Recopiez les lignes à partir de celle qui contient « Task: identify the balcony » et arrêtez-vous après celle qui contient « Task: identify the ornate ». Substituez « terrace » à « balcony » et laissez tout le reste intact.

§ MATÉRIEL FOURNI:
+++++

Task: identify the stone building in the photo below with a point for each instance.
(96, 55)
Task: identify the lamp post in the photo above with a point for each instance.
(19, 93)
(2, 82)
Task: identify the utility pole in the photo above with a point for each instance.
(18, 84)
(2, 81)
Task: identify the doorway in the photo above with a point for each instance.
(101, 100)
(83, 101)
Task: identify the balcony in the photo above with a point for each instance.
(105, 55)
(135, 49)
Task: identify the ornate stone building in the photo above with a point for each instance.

+++++

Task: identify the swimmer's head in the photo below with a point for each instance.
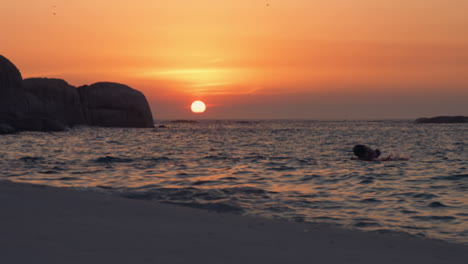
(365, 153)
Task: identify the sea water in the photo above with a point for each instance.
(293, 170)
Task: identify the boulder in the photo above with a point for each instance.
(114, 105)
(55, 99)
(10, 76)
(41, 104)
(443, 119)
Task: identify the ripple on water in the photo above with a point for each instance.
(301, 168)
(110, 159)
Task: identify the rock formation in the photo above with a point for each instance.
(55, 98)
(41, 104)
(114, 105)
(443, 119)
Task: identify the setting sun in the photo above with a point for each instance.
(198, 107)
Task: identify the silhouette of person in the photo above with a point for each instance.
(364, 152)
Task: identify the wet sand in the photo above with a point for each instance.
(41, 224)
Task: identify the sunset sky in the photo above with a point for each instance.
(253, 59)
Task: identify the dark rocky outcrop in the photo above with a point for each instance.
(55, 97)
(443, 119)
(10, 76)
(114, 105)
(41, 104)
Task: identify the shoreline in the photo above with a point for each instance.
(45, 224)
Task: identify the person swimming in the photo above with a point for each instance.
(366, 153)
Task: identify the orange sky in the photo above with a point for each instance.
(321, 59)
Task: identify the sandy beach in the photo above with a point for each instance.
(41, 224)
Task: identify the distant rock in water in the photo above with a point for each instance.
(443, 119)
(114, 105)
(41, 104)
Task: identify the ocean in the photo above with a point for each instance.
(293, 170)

+++++

§ RÉSULTAT FINAL:
Task: identify the terrace in the photo above with a point for each instance.
(105, 55)
(135, 49)
Task: identify the ornate stone building in the photo above with a point for each instance.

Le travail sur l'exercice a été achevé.